Collected data entries
>>>>
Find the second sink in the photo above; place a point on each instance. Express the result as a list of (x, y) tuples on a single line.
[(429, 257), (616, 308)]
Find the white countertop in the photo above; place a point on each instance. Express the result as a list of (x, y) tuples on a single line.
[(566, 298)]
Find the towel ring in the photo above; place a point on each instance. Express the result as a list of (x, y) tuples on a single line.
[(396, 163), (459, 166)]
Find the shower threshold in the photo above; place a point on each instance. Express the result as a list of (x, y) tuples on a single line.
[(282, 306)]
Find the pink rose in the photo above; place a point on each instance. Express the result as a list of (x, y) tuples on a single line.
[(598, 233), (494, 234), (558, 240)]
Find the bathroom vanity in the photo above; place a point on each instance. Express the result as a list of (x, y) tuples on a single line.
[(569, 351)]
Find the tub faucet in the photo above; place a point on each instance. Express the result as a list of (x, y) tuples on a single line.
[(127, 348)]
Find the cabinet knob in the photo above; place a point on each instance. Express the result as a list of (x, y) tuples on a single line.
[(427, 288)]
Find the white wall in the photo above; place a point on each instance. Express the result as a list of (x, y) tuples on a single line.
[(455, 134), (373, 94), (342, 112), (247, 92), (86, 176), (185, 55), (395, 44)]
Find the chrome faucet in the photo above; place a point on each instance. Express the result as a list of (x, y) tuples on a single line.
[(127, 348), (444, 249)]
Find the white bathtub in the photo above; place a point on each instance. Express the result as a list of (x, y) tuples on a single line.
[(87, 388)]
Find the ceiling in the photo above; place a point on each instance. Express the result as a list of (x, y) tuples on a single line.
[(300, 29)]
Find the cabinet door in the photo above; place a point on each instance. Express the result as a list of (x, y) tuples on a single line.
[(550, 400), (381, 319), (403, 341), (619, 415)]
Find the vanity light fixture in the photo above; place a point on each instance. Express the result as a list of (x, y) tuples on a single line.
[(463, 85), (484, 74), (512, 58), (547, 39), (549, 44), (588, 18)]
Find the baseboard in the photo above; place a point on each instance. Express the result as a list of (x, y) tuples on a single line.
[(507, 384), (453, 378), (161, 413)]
<<<<
Written request
Render every line of the items above as a Markdown table with a "Row" column numbering each line and a "Line" column holding its text. Leave out any blank lines.

Complete output
| Row | Line |
|---|---|
| 1 | Find the second sink in the photo above; place a point on each instance. Express the result as a list of (x, y) tuples on a single line. |
| 2 | [(429, 257), (616, 308)] |
| 3 | Find the white countertop in the photo above; place a point on each instance. Express the result as a list of (x, y) tuples on a single line. |
| 4 | [(566, 298)] |
| 5 | Find the towel ring in the photo above; place a point on each instance. Express the result as a list of (x, y) tuples on a single line. |
| 6 | [(396, 163), (459, 166)] |
| 7 | Find the shower threshold in the photo above; place a point on each instance. Express the result as a list of (x, y) tuples on a single line. |
| 8 | [(282, 306)] |
| 9 | Find the pink rose in the photo above; place a point on each instance. Express the result as a list of (x, y) tuples on a single line. |
| 10 | [(598, 233), (494, 234), (558, 240)] |
| 11 | Find the bathroom vanity in the photo above; place a point on each instance. Express the result as a list of (x, y) tuples on a single line. |
| 12 | [(569, 351)] |
| 13 | Find the tub faucet in the photo above; place a point on each instance. Express the result as a list of (x, y) tuples on a single line. |
| 14 | [(127, 348)] |
| 15 | Find the cabinet knob in the photo above; place a point on each instance. Express the result as a list of (x, y) tuples on a single line. |
| 16 | [(427, 288)] |
| 17 | Find the white wall in the photo above; place a point on each instance. Express the result as a list of (x, y) tuples on a single line. |
| 18 | [(455, 134), (373, 94), (342, 112), (247, 92), (86, 176), (185, 55), (395, 44)] |
| 19 | Find the chrome faucet in the photo above; place a point on each instance. Express the result as a list of (x, y) tuples on a single line. |
| 20 | [(127, 348), (444, 249)] |
| 21 | Find the white bathtub in the photo above; place a point on each instance. Express the result as a list of (x, y) tuples on a single line. |
| 22 | [(87, 388)] |
| 23 | Find the ceiling in the photo above; place a point on each instance. Express the result as a list of (x, y) tuples on a single line. |
| 24 | [(300, 29)] |
| 25 | Find the cabinet door in the photo above; place a point on each instance. Express the result as a list of (x, y) tuples on a single line. |
| 26 | [(550, 400), (381, 319), (403, 341), (619, 415)] |
| 27 | Find the vanity light fixture in the photo above; place a point on each instance. Express the result as a list of (x, y) tuples on a single line. |
| 28 | [(463, 85), (484, 74), (512, 58), (547, 39), (549, 44), (588, 18)] |
| 29 | Find the baseboard in the photo above; place a point on each instance. Express the result as a list of (x, y) tuples on a single line. |
| 30 | [(507, 384), (453, 378), (161, 413)] |